::: EXCERPT PROVIDED :::

We won’t go through a full proof here. However, it is not so difficult to convince yourself of this result: take a piece of paper and fold it in half, creating a crease. Unfold it and draw a straight line which crosses the crease. This straight line is analogous to a straight path which crosses an edge from one copy of $P$ to another. When you refold the paper (folding the paper is analogous to hitting $\bar{P}$ with our $\pi$ function), you’ll see that the straight line now ‘bounces’ off the crease in accordance with the rule angle of incidence = angle of reflection. In the figure below, the dotted line is the image of the straight path after refolding the paper.

Now, for any $\bar{x} \in \bar{P}$ , and for any direction on $\bar{P}$ , define $f(\bar{x})$ to be the point of $\bar{P}$ obtained by starting at $\bar{x}$ and moving one unit in the chosen direction. $f$ is defined everywhere except when the path between $\bar{x}$ and $f(\bar{x})$ hits a cone point. If we think of our path as traveling at unit speed, we can say that $\pi(f^n(\bar{x}))$ is the location of our billiard ball on $P$ after $n$ seconds. We will now prove our second lemma:

Lemma 2: Pick a point $p \in \bar{P}$ . Then there is a point $q \in \bar{P}$ that is very close to $p$ and $f^n(q)$ is very close to $p$ (for some $n$ ).

Proof: Let $D_0$ be a small disk around $p$ , and for each $n \in \mathbb{N}$ let $D_n$ be a disk centered around $f^n(p)$ of the same size as $D_0$ . Since the area of $\bar{P}$ is finite, the disks $D_0, D_1, D_2, \ldots$ are not disjoint. Hence we can find two disks, $D_i$ and $D_j$ that intersect at a point. Call this point $x_n$ and assume $i < j$ . Then we can see that $D_{i-1}$ and $D_{j-1}$ intersect at the point $f^{-1}(x_n) = x_{n-1}$ . We can continue this process until we see that $D_0$ and $D_{j-i}$ intersect at the point $x_0$ , which is obtained by composing $f^{-1}$ with itself $(j-i)$ times and evaluating it at $x_n$ . But then $x_0$ is very close to $p$ and also $f^{j-i}(x_0)$ is very close to $p$ (since $x_o$ is contained in the disks $D_0$ and $D_{j-i}$ ). This completes the proof.

::: EXTRACTED RECORDS :::

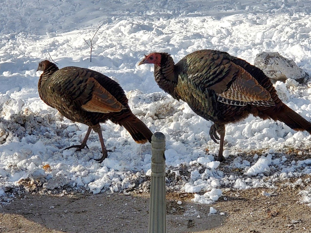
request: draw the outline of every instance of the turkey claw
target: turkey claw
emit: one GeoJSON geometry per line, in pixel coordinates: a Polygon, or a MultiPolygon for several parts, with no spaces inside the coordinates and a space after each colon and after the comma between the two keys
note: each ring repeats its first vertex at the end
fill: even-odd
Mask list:
{"type": "Polygon", "coordinates": [[[102,162],[104,161],[104,159],[108,157],[108,153],[107,153],[107,152],[112,152],[112,151],[111,150],[106,150],[106,151],[103,152],[103,156],[100,158],[94,158],[93,159],[95,160],[98,161],[98,162],[100,163],[101,163],[102,162]]]}
{"type": "Polygon", "coordinates": [[[87,148],[89,149],[89,147],[87,146],[86,144],[81,144],[81,145],[74,145],[73,146],[69,146],[68,147],[65,148],[65,150],[68,150],[69,149],[73,148],[77,148],[76,150],[76,151],[80,151],[86,147],[87,148]]]}
{"type": "Polygon", "coordinates": [[[216,126],[214,124],[211,126],[210,129],[210,136],[211,138],[217,144],[219,144],[219,143],[217,142],[216,140],[220,140],[219,137],[217,135],[217,131],[216,129],[216,126]]]}

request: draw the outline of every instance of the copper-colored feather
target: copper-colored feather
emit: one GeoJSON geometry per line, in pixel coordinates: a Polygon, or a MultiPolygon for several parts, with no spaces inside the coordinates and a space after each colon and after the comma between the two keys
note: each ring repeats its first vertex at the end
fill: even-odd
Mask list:
{"type": "Polygon", "coordinates": [[[126,108],[107,90],[104,88],[93,78],[90,78],[86,84],[93,84],[92,98],[86,103],[81,106],[86,111],[108,113],[120,112],[126,108]]]}

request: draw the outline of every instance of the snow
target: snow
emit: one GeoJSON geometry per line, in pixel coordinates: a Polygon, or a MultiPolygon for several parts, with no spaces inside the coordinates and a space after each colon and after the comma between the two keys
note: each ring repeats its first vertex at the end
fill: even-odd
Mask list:
{"type": "MultiPolygon", "coordinates": [[[[136,144],[123,127],[110,121],[102,124],[105,145],[112,152],[102,164],[92,159],[101,155],[98,136],[93,131],[89,150],[64,150],[81,143],[87,127],[64,117],[39,98],[40,72],[36,70],[39,61],[50,59],[48,52],[60,67],[88,68],[120,83],[133,112],[153,132],[165,135],[168,188],[194,194],[193,201],[211,203],[221,197],[221,189],[273,189],[277,181],[311,174],[311,160],[300,157],[293,162],[284,153],[290,148],[307,158],[308,133],[253,116],[226,126],[224,155],[228,160],[215,161],[219,145],[208,134],[211,122],[162,92],[154,81],[153,66],[137,65],[144,54],[154,51],[169,53],[177,62],[196,50],[215,49],[252,63],[258,53],[277,52],[310,73],[309,1],[160,0],[150,4],[109,0],[104,6],[99,0],[2,2],[3,203],[25,191],[66,195],[148,189],[151,145],[136,144]],[[83,39],[93,36],[97,24],[102,25],[94,42],[102,42],[93,48],[91,63],[83,39]]],[[[310,121],[309,83],[298,85],[289,79],[275,86],[285,103],[310,121]]],[[[306,182],[303,180],[305,192],[297,198],[308,204],[311,201],[306,182]]]]}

:::

TASKS FOR THIS EXERCISE >>
A. From the excerpt on billiard paths, write out again the part that opens with the words containing "We won’t go" and closes with "refolding the paper.", substituting "fold line" for "crease".
B. Answer the following from the excerpt on billiard paths:
(i) In the paper-folding illustration, what does the dotted line in the figure represent?
(ii) In the proof of Lemma 2, what reason is given for the disks not being disjoint?
(iii) In what case is the function f not defined?
The data shown here is not needed for any part of this work.

SOLUTIONS TO THE EXERCISE >>
A.
We won’t go through a full proof here. However, it is not so difficult to convince yourself of this result: take a piece of paper and fold it in half, creating a fold line. Unfold it and draw a straight line which crosses the fold line. This straight line is analogous to a straight path which crosses an edge from one copy of $P$ to another. When you refold the paper (folding the paper is analogous to hitting $\bar{P}$ with our $\pi$ function), you’ll see that the straight line now ‘bounces’ off the fold line in accordance with the rule angle of incidence = angle of reflection. In the figure below, the dotted line is the image of the straight path after refolding the paper.

B.
(i) The image of the straight path after the paper is refolded.
(ii) The area of the surface (P-bar) is finite.
(iii) When the path between a point and its image under f hits a cone point.